→ **Objective**
Which lines of the data below contain the word "arched"? Copy each of those lines in full, and note that case counts.

→ **Given records**
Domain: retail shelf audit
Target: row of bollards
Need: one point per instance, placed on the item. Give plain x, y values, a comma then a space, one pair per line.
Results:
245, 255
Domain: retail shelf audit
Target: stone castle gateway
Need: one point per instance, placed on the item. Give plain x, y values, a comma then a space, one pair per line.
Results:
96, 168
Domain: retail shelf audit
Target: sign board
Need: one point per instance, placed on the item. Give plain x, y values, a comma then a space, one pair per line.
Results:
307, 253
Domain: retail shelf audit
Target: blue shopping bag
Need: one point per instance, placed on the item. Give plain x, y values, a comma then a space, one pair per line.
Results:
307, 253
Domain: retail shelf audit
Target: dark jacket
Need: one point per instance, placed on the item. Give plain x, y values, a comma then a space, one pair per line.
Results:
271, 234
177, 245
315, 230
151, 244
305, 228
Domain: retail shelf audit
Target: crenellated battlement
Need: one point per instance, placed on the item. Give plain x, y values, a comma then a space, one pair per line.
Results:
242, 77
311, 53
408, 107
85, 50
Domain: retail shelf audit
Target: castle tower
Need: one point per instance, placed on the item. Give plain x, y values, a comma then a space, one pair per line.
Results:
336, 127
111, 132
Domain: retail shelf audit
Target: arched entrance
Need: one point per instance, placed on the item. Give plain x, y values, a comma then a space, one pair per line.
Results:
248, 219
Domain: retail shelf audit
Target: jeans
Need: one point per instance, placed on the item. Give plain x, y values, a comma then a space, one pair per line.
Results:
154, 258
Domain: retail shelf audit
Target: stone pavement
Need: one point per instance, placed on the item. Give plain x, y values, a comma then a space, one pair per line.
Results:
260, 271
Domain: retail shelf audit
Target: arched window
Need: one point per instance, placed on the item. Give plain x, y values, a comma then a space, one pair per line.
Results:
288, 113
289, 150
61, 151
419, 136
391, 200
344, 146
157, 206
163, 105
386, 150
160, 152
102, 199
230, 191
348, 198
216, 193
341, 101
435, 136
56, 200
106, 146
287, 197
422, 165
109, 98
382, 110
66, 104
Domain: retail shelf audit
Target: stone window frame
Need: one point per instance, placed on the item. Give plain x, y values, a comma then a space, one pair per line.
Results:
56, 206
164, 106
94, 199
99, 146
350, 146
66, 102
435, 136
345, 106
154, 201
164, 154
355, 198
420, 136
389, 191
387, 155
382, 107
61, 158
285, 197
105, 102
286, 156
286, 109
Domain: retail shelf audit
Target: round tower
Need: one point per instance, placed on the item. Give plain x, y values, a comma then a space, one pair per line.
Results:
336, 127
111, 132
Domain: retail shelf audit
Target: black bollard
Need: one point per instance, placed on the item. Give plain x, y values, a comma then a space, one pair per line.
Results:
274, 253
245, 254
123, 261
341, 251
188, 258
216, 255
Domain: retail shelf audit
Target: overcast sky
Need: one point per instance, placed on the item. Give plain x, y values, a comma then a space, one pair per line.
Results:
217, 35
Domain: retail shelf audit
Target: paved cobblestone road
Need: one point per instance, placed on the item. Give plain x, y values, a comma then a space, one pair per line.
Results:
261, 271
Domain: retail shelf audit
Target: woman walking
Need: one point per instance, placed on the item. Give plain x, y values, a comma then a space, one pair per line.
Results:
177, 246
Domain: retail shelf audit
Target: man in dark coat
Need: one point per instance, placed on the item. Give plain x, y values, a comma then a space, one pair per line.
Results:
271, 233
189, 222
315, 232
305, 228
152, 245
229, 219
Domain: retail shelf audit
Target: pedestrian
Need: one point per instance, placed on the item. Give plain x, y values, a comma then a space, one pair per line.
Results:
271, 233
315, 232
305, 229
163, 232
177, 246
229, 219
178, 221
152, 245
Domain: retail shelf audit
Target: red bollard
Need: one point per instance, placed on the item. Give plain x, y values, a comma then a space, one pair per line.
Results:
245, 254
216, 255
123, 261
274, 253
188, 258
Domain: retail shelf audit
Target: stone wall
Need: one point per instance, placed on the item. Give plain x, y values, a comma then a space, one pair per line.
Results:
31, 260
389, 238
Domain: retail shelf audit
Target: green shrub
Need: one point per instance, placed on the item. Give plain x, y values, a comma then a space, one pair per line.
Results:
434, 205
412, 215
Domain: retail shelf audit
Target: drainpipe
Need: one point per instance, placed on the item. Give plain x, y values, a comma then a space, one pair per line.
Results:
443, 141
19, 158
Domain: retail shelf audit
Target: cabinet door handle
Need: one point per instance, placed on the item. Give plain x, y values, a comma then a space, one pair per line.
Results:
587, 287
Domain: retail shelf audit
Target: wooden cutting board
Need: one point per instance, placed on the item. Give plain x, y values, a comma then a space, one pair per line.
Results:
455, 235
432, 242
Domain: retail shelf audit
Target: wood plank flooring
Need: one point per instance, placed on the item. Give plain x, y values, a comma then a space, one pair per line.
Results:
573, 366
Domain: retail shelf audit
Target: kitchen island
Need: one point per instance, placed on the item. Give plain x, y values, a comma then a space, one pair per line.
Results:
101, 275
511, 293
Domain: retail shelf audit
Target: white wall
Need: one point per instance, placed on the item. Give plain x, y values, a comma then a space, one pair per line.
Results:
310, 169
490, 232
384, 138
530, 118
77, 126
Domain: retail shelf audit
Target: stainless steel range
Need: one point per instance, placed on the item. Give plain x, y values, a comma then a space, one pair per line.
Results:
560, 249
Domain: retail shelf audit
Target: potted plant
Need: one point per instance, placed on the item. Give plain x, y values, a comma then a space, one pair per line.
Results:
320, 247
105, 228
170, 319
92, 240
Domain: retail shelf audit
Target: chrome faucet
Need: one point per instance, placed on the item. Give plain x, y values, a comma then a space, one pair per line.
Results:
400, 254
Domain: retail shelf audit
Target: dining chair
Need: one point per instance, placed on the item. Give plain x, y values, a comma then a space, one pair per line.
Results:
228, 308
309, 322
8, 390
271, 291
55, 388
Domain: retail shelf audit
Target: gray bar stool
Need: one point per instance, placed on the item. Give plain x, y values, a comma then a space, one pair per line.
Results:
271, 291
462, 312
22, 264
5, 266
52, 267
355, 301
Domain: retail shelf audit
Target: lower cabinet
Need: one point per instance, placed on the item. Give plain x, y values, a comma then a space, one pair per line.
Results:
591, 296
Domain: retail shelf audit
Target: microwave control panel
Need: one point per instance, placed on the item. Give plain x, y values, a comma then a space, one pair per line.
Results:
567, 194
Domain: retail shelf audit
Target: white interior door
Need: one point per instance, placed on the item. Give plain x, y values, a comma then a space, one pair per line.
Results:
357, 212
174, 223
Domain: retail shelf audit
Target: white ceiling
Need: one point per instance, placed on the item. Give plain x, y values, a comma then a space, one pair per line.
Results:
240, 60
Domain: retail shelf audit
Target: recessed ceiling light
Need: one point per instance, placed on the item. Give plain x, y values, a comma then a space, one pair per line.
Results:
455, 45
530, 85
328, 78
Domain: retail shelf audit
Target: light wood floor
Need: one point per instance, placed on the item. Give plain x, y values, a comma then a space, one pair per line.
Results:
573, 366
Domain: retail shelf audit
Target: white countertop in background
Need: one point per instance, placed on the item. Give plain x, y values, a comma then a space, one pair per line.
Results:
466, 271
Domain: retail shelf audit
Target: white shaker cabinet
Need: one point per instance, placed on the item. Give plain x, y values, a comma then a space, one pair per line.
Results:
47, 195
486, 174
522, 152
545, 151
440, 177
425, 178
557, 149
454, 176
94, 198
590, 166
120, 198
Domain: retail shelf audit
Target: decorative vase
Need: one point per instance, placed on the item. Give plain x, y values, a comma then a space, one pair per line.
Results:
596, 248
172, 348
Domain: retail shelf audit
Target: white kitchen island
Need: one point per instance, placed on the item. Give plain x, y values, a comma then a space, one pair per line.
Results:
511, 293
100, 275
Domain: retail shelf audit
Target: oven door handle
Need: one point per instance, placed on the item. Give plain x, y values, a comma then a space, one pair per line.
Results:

→ **Solution for this exercise**
Target: arched entrance
Target: arched window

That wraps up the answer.